◆ Extrait à lire ◆

Mais le ciel est cruel et fait pleuvoir dès la saison suivante sur Sainté faux passeports et vraies sanctions. Le Nouz est lourdé et gallois du milieu oblige, le nouvel entraineur a ses têtes. Il préfère celle de Laurent Huard à celle de Sablé, qui va tâter du banc. Le Gallois prend ses cliques, ses claques et son 4x4 et l’ASSE finira la saison avec les moyens du bord. Mais des torrents d’emmerdes se forment et emportent les Verts dans l’enfer de la d2. Contrairement à Mettomo ou Sarr son talent a sans doute moins sauté aux yeux des recruteurs que ses relances hasardeuses, alors Juju, comme Janot ou Diawara, sera un des seuls jeunes à ne pas quitter le navire.

Les Verts veulent remonter et en ont les moyens. Mais s’ils ont cette fois du pétrole, les dirigeants n’ont pas d’idées. Le casting est cataclysmique. L’amer Michel qui a perdu son challenge laisse vite sa place au père fouettard, Anto pour les intimes.

Juju pendant une saison et demi est au triste diapason de l’équipe : sans grand talent, sans ligne directrice, avec sa volonté pour seule arme. Pendant que l’équipe ,dessoudée par les Forgerons sous la neige, frôle le pire en visitant les dernières loges de d2, Juju sauvegarde miraculeusement sa place en EDF Espoirs, sa bouffée d’oxygène, celle qui l’aide à ne pas trop écouter les sirènes qui lui suggèrent d’aller voir ailleurs.

Sa patience sera récompensée, encore une fois la 3ème année au purgatoire sera la bonne. Juju et les Verts remontent. Sablé n’a que 23 ans, il revient en d1 sous son éternel maillot à étoile. Il a la vie devant lui. Seule ombre au tableau, le chef de bande doit laisser sa troupe, Anto trop franc, et pas assez rond malgré les apparences est prié d’aller dodeliner de la tête ailleurs. Ce milieu est sans pitié. Juju est affecté.

Mais la d1 à Sainté ça ne se refuse pas et puis Baup le nouveau chef de bande a un joli CV. Enfin le nouveau taulier, qui a fait de la communication sa fortune, sait si bien évoquer la grande famille de l’ASSE que Juju y croit.

◆ Données extraites ◆
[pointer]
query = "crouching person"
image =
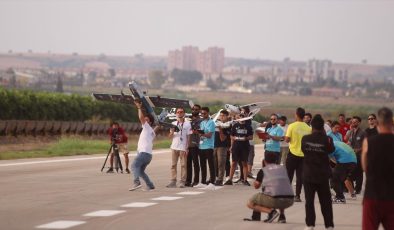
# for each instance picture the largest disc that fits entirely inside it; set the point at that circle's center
(277, 192)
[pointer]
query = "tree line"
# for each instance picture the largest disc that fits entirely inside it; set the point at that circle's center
(30, 105)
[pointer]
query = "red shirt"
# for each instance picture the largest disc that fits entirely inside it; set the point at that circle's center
(121, 136)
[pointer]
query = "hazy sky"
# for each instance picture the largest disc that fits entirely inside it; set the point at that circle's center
(343, 31)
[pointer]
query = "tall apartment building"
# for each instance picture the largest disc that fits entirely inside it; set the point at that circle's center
(190, 58)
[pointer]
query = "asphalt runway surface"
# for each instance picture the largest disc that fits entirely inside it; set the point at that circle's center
(72, 193)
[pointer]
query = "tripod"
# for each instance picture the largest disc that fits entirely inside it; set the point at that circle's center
(118, 162)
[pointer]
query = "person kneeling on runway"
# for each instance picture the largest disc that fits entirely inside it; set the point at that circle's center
(277, 192)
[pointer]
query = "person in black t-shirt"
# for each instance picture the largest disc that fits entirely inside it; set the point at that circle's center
(241, 133)
(377, 162)
(277, 192)
(316, 172)
(222, 144)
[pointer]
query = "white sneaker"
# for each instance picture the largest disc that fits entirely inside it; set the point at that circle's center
(135, 186)
(210, 187)
(199, 185)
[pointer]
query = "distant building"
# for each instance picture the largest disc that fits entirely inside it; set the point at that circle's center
(190, 58)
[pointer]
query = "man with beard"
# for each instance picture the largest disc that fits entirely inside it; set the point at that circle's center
(241, 133)
(356, 137)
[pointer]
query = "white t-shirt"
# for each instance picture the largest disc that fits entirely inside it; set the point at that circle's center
(179, 140)
(145, 142)
(284, 143)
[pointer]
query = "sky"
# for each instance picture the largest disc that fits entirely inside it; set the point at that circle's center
(342, 31)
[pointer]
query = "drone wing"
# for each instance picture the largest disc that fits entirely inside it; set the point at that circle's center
(119, 98)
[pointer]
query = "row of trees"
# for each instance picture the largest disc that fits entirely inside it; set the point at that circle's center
(29, 105)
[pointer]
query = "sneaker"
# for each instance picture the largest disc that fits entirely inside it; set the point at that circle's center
(194, 184)
(200, 185)
(149, 189)
(353, 196)
(210, 186)
(135, 186)
(172, 184)
(271, 216)
(238, 180)
(282, 219)
(250, 175)
(250, 219)
(338, 201)
(297, 199)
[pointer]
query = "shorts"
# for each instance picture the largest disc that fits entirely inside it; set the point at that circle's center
(123, 148)
(346, 170)
(277, 154)
(240, 151)
(251, 155)
(264, 200)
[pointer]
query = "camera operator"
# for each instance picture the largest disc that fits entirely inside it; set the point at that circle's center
(118, 136)
(192, 156)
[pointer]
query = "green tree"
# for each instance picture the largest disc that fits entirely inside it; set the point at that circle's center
(156, 79)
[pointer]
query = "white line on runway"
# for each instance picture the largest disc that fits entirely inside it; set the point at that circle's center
(105, 213)
(189, 193)
(61, 224)
(138, 205)
(167, 198)
(72, 159)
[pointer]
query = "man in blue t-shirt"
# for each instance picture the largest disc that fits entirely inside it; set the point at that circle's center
(334, 133)
(346, 162)
(275, 135)
(241, 134)
(207, 141)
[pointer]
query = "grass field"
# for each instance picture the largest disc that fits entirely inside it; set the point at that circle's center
(69, 146)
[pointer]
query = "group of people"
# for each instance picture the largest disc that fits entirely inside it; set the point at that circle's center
(321, 154)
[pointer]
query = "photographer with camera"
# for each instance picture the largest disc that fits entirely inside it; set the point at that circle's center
(119, 138)
(179, 146)
(192, 164)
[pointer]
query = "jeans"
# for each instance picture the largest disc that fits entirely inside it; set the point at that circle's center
(176, 154)
(295, 163)
(192, 157)
(207, 154)
(138, 167)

◆ Votre tâche ◆
Traduisez en anglais cette phrase de l'extrait sur l'ASSE : « Sablé n’a que 23 ans, il revient en d1 sous son éternel maillot à étoile. »

◆ Réponse correcte ◆
Sablé is only 23 years old, and he is returning to D1 in his eternal jersey with a star.